[Opening Dataset content section]

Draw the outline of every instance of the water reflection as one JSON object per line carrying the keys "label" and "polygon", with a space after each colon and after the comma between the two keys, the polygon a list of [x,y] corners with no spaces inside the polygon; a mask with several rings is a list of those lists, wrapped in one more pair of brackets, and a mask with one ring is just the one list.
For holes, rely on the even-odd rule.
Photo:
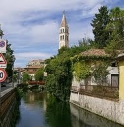
{"label": "water reflection", "polygon": [[51,96],[47,98],[46,121],[50,127],[72,127],[69,104]]}
{"label": "water reflection", "polygon": [[110,120],[70,104],[73,127],[122,127]]}
{"label": "water reflection", "polygon": [[44,93],[25,93],[21,100],[21,119],[16,127],[49,127],[45,121]]}
{"label": "water reflection", "polygon": [[25,93],[16,127],[121,127],[50,94]]}

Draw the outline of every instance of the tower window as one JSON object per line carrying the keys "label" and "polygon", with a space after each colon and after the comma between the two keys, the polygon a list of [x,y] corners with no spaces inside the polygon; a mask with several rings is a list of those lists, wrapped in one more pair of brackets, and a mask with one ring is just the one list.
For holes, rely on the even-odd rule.
{"label": "tower window", "polygon": [[64,40],[64,35],[63,35],[63,40]]}
{"label": "tower window", "polygon": [[60,36],[60,40],[62,40],[62,36]]}

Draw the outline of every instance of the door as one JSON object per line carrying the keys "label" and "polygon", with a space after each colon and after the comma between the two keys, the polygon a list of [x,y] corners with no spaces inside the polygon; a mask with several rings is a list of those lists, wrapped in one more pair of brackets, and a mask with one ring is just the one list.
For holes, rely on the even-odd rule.
{"label": "door", "polygon": [[111,86],[118,87],[119,85],[119,74],[111,74]]}

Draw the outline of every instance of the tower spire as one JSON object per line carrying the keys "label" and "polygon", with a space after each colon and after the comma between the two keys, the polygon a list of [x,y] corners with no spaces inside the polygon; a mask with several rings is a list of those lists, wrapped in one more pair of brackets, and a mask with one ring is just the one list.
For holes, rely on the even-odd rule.
{"label": "tower spire", "polygon": [[65,11],[63,11],[59,32],[59,49],[62,47],[69,47],[69,27],[65,16]]}
{"label": "tower spire", "polygon": [[63,11],[62,21],[61,21],[61,27],[68,26],[66,16],[65,16],[65,10]]}
{"label": "tower spire", "polygon": [[65,15],[65,10],[63,11],[63,15]]}

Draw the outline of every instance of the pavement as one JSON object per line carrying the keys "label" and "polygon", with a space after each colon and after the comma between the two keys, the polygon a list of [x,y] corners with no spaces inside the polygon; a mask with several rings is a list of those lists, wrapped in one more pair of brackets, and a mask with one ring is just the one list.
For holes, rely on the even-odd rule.
{"label": "pavement", "polygon": [[1,87],[1,92],[6,90],[6,89],[9,89],[9,88],[12,88],[12,83],[8,83],[8,84],[6,84],[6,86],[2,86]]}
{"label": "pavement", "polygon": [[[14,87],[16,86],[17,83],[14,83]],[[13,89],[12,83],[6,84],[6,86],[1,87],[1,97],[11,91]]]}

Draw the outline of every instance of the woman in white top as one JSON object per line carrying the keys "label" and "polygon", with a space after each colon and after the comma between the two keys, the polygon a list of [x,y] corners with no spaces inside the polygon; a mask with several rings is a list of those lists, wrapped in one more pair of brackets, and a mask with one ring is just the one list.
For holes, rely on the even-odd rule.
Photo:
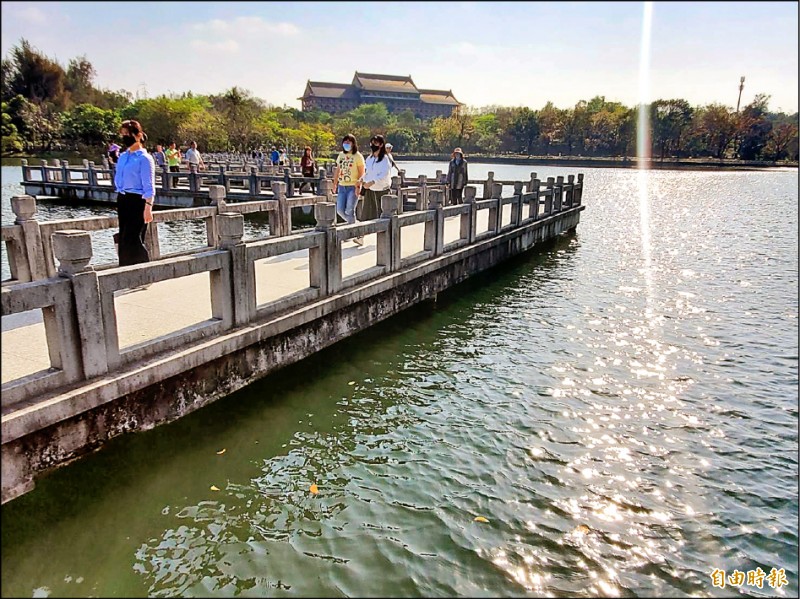
{"label": "woman in white top", "polygon": [[392,165],[386,154],[383,135],[375,135],[369,141],[372,153],[367,158],[364,171],[364,200],[358,220],[373,220],[381,215],[381,198],[392,186]]}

[Closing Dataset content section]

Copy out the entries verbatim and leave the images out.

**Written answer**
Draw the outline of every instance of the water reflection as one JSON object per line carrying the keys "label" and "polygon", with a space after each colon and after the comma between the two keys, the polygon a list of [x,y] corners with no spaces inside the polygon; a mask with several rings is a list of those lists, wrapped in one more pair of brackets, and a mask with one ring is just the one list.
For holes, rely on the even-odd rule.
Photo:
{"label": "water reflection", "polygon": [[51,96],[47,98],[46,121],[50,127],[72,127],[69,104]]}
{"label": "water reflection", "polygon": [[110,120],[70,104],[73,127],[122,127]]}
{"label": "water reflection", "polygon": [[44,93],[25,93],[21,100],[21,119],[16,127],[49,127],[45,121]]}
{"label": "water reflection", "polygon": [[25,93],[16,127],[121,127],[50,94]]}

Draw the outline of every instance of the tower window as one JSON object per line carrying the keys "label" and "polygon", with a space after each colon and after the comma between the two keys, the polygon a list of [x,y] corners with no spaces inside the polygon; a mask with several rings is a list of those lists, wrapped in one more pair of brackets, and a mask with one ring is just the one list.
For holes, rely on the even-odd rule.
{"label": "tower window", "polygon": [[64,40],[64,35],[63,35],[63,40]]}
{"label": "tower window", "polygon": [[60,36],[60,40],[62,40],[62,36]]}

Draw the outline of every instance of the door as one JSON object per line carrying the keys "label" and "polygon", with a space after each colon and after the comma between the two keys, the polygon a list of [x,y] corners with no spaces inside the polygon; a mask with several rings is a list of those lists, wrapped in one more pair of brackets, and a mask with one ring is just the one list.
For holes, rely on the even-odd rule.
{"label": "door", "polygon": [[111,86],[118,87],[119,85],[119,74],[111,74]]}

Draw the outline of every instance of the tower spire as one JSON object per line carrying the keys "label" and "polygon", with a space after each colon and after the comma between the two keys, the polygon a list of [x,y] corners with no spaces inside the polygon; a mask with several rings is a list of those lists, wrapped in one more pair of brackets, and a mask with one ring is just the one list.
For holes, rely on the even-odd rule.
{"label": "tower spire", "polygon": [[65,11],[63,11],[59,32],[59,49],[62,47],[69,47],[69,27],[65,16]]}
{"label": "tower spire", "polygon": [[63,11],[62,21],[61,21],[61,27],[68,26],[66,16],[65,16],[65,10]]}
{"label": "tower spire", "polygon": [[65,15],[65,10],[63,11],[63,15]]}

Draw the outline of every instance of the pavement as one JSON object per line carrying the keys "label" and "polygon", with a space after each colon and after the comma between the two keys, the polygon a list of [x,y] corners with no spaces inside the polygon; a mask with several rings is a list of those lists, wrapped in one more pair of brackets, and a mask with one ring is just the one list.
For holes, rely on the even-odd rule.
{"label": "pavement", "polygon": [[1,87],[1,92],[6,90],[6,89],[9,89],[9,88],[12,88],[12,83],[8,83],[8,84],[6,84],[6,86],[2,86]]}
{"label": "pavement", "polygon": [[[14,87],[16,86],[17,83],[14,83]],[[13,89],[12,83],[6,84],[6,86],[1,87],[1,97],[11,91]]]}

Draw the outline of every instance of the woman in white top as one JSON object per line carrying the keys "label" and "polygon", with a space after each colon and after the comma between the two keys, the polygon a list of [x,y] corners with no spaces inside the polygon; a mask with several rings is a list of those lists, wrapped in one more pair of brackets, and a mask with one ring is just the one list.
For holes, rely on the even-odd rule.
Photo:
{"label": "woman in white top", "polygon": [[392,165],[386,154],[383,135],[375,135],[369,141],[372,153],[367,158],[364,171],[364,200],[358,220],[373,220],[381,215],[381,198],[392,186]]}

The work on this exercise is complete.